(Beginning of Text under study)

Certainly, it’s not as cool as it would be to ACTUALLY live in a floating, soapy orb, just sailing above the rest of the world. Living in a bubble is much more serious and problematic. Bubbles are what close us off to uncomfortable realities. Bubbles are what shelter us from the unknowns outside that may assail us. Bubbles are what keep us in an ordered path, and prevent us from questioning why we are always flowing in one direction, a direction that is almost always predetermined for us. They also keep us from having those difficult conversations with people, for fear of hurting them or revealing too much about ourselves.
Lately, I have struggled with a bubble that society placed me into long before I could even recognize what was happening. Go to school. Get good grades, get into a good college and find a 9-5 job that pays well. Go to grad school if needed. Maybe medical school? It’s the only way to “truly” help people, after all.
While complaining about these stages of life has become extremely common and cliche, there is some merit in discussing what is important in life and what sorts of paths can lead to meaning. In my confusing journey to discover what I want to achieve in my life and what is important to me, it has come to my attention that I need to acknowledge the people who have been in my life to pop the bubble that I live in, allowing me to see beyond its walls.
I am very fortunate to have many people in my life who “pop” my bubbles and keep me from falling into an unhappy dynamic of going through the motions. In this post I just want to mention a few who have been especially influential and helpful over the years.
My good friend John Madison is always puncturing the orb of mainstream college life for me. He constantly reminds me that not wanting to get a real job right after college is more than just okay. We share a love of travel, and both have come to the understanding that an unrelenting travel bug is extremely incompatible with a 9-5 job. This is why I’m not planning on getting one anytime soon. I love the freedom that being in the service industry gives me. To take two weeks off work, I just need to find someone to cover a few shifts, which is typically no problem whatsoever. I don’t have to submit a time off request or be on good terms with my boss. I just get my ass covered and I go. This is why I believe people my age and others who are just emerging from college should think twice before jumping into a serious career. It will tether you down for a good chunk of your life, putting a halt to all travel and adventure outside of a few weeks of the year that you’re given off.
Betsy, the brilliant artist of the painting in this article, is also a huge inspiration to me. She was accepted to various art schools after high school, and was conflicted between choosing Pratt University in New York City or Milwaukee Institute of Art and Design. Milwaukee wanted her and she would have gone there for a considerably smaller sum of money than New York, but she knew that Milwaukee was not going to help her artistic talents develop to their full potential. She took a risk and went to New York City, a huge leap for a girl from a safe suburb in Minnesota. Not only has she been extremely successful in her studies, but also in her career, as she is already being offered paid positions, which is huge for young artists.
Finally, I really have to be thankful for my parents, who support me in every life decision that I make. They are truly different from many parents of the area that I come from, they don’t demand that I achieve anything outside of what I truly want to do. They are fully supportive of my interest in staying in the service industry for a few years after earning both my bachelors of science in biology and bachelors of arts in Spanish Studies. I feel like this is pretty rare, and I am extremely grateful that I have them.
Money is wasted on the old but youth is wasted on the young. Don’t give up your youth just because you are afraid to pop your own bubble and step into unfamiliar territory.

(End of Text under study)
(Beginning of Provided information)

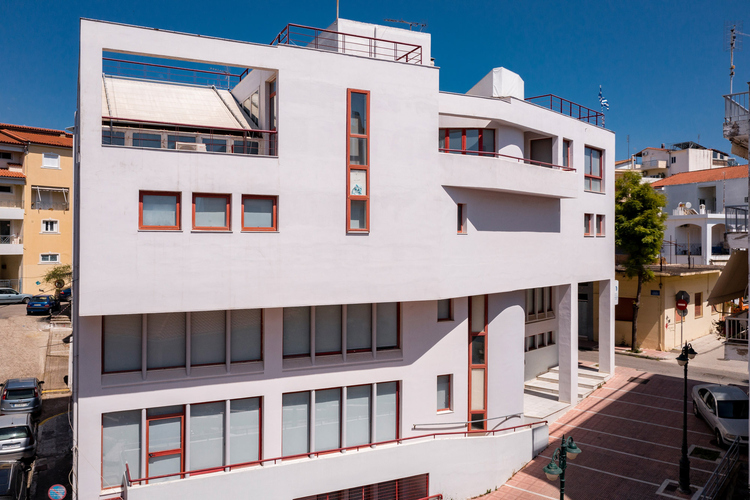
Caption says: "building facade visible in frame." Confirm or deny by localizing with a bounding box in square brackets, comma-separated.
[0, 124, 73, 294]
[73, 19, 615, 500]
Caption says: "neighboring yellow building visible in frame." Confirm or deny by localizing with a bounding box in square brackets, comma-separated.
[0, 124, 73, 294]
[615, 264, 723, 351]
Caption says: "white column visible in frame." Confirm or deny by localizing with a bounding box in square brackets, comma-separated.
[599, 280, 615, 374]
[557, 283, 578, 404]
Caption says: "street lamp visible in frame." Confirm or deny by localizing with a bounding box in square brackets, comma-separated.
[677, 342, 698, 494]
[542, 434, 581, 500]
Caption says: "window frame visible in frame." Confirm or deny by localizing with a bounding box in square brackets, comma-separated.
[583, 146, 605, 193]
[241, 194, 279, 233]
[193, 193, 232, 232]
[138, 191, 182, 231]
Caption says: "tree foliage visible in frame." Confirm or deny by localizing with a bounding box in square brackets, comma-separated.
[615, 172, 667, 351]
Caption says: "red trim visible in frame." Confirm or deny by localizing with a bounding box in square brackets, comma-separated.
[193, 193, 232, 231]
[346, 89, 372, 233]
[242, 194, 279, 232]
[138, 191, 182, 231]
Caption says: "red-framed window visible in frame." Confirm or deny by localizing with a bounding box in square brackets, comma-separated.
[242, 194, 279, 231]
[438, 128, 496, 156]
[193, 193, 232, 231]
[469, 295, 489, 430]
[138, 191, 182, 231]
[596, 215, 604, 236]
[583, 214, 594, 236]
[583, 146, 604, 193]
[346, 89, 370, 233]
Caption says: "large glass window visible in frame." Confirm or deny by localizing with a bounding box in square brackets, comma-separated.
[138, 191, 180, 229]
[102, 314, 143, 373]
[102, 410, 141, 488]
[193, 194, 231, 231]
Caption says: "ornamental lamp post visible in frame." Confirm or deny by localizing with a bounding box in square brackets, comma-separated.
[677, 342, 698, 494]
[542, 434, 581, 500]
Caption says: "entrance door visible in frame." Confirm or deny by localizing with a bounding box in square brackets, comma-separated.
[146, 406, 185, 483]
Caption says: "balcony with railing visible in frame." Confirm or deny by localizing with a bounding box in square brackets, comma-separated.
[525, 94, 604, 127]
[271, 24, 422, 64]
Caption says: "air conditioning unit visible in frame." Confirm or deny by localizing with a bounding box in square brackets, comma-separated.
[175, 142, 206, 151]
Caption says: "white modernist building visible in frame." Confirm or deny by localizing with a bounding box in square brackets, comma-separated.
[73, 19, 615, 500]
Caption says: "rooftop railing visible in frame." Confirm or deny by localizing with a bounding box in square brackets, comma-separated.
[525, 94, 604, 127]
[271, 24, 422, 64]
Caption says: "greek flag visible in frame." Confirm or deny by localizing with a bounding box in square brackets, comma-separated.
[599, 85, 609, 111]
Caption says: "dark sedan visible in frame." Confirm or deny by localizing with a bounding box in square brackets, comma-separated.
[26, 295, 60, 314]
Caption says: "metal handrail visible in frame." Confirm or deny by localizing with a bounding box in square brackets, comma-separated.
[125, 420, 547, 486]
[438, 148, 576, 172]
[699, 436, 740, 500]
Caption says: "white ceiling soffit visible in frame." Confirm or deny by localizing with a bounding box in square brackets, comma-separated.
[102, 76, 255, 129]
[708, 250, 747, 306]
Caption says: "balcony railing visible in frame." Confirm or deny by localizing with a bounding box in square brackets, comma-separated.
[125, 420, 547, 487]
[724, 92, 750, 123]
[438, 148, 576, 172]
[271, 24, 422, 64]
[526, 94, 604, 127]
[724, 205, 747, 233]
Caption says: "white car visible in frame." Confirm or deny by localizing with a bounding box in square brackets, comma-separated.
[693, 384, 748, 447]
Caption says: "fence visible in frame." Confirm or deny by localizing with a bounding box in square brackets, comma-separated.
[271, 24, 422, 64]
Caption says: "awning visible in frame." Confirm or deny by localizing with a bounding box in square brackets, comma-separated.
[708, 250, 747, 305]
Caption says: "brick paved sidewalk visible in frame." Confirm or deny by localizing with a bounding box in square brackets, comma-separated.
[480, 364, 740, 500]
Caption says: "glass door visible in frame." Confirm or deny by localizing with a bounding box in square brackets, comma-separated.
[146, 406, 185, 483]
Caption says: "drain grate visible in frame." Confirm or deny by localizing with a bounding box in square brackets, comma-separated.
[628, 377, 649, 384]
[690, 446, 721, 462]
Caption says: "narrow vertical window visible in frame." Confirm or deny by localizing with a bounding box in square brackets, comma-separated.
[346, 90, 370, 232]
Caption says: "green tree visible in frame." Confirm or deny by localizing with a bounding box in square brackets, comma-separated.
[615, 172, 667, 351]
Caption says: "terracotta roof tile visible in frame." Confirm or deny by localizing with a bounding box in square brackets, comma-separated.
[651, 165, 747, 188]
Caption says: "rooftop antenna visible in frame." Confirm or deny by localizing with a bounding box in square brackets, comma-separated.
[383, 19, 427, 32]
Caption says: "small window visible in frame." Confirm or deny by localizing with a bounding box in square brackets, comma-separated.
[583, 214, 594, 236]
[42, 220, 60, 233]
[193, 193, 231, 231]
[693, 293, 703, 318]
[242, 195, 278, 231]
[456, 203, 466, 234]
[39, 253, 60, 264]
[42, 153, 60, 168]
[438, 299, 453, 321]
[138, 191, 180, 230]
[437, 375, 452, 411]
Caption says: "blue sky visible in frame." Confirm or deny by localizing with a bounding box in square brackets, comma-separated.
[0, 0, 750, 159]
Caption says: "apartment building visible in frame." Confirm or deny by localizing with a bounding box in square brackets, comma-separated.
[0, 123, 73, 294]
[73, 19, 615, 500]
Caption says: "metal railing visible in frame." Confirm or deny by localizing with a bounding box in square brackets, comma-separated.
[724, 316, 747, 344]
[699, 436, 740, 500]
[438, 148, 576, 172]
[125, 420, 547, 486]
[102, 116, 278, 156]
[724, 205, 747, 233]
[271, 24, 422, 64]
[525, 94, 604, 127]
[724, 92, 750, 123]
[102, 57, 247, 90]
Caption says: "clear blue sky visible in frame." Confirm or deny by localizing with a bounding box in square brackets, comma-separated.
[0, 0, 750, 159]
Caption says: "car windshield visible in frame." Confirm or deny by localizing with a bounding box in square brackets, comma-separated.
[4, 389, 34, 401]
[0, 425, 31, 441]
[719, 401, 748, 419]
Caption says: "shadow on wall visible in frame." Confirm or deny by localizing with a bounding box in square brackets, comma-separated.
[443, 187, 560, 233]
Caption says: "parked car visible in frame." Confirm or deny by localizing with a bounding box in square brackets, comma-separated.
[0, 378, 44, 417]
[26, 295, 60, 314]
[0, 413, 36, 462]
[0, 288, 33, 304]
[693, 384, 748, 447]
[0, 462, 28, 500]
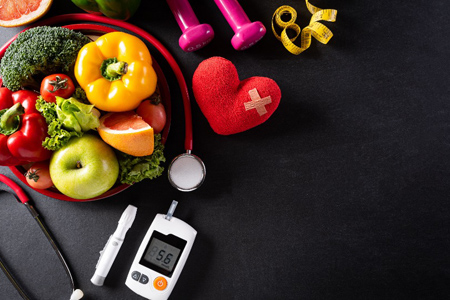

(End of Provided information)

- _Check your understanding_:
1. In the post on living in a bubble, why did Betsy choose the New York school over Milwaukee even though Milwaukee would have cost less? Answer in one to three sentences.
2. Return, word for word, the part of the post on living in a bubble starting at "Lately, I have" and ending at "beyond its walls.".

- _Responses by item number_:
1. Betsy chose New York because she knew Milwaukee was not going to help her artistic talents develop to their full potential. That mattered more to her than the considerably smaller cost.

2.
Lately, I have struggled with a bubble that society placed me into long before I could even recognize what was happening. Go to school. Get good grades, get into a good college and find a 9-5 job that pays well. Go to grad school if needed. Maybe medical school? It’s the only way to “truly” help people, after all.
While complaining about these stages of life has become extremely common and cliche, there is some merit in discussing what is important in life and what sorts of paths can lead to meaning. In my confusing journey to discover what I want to achieve in my life and what is important to me, it has come to my attention that I need to acknowledge the people who have been in my life to pop the bubble that I live in, allowing me to see beyond its walls.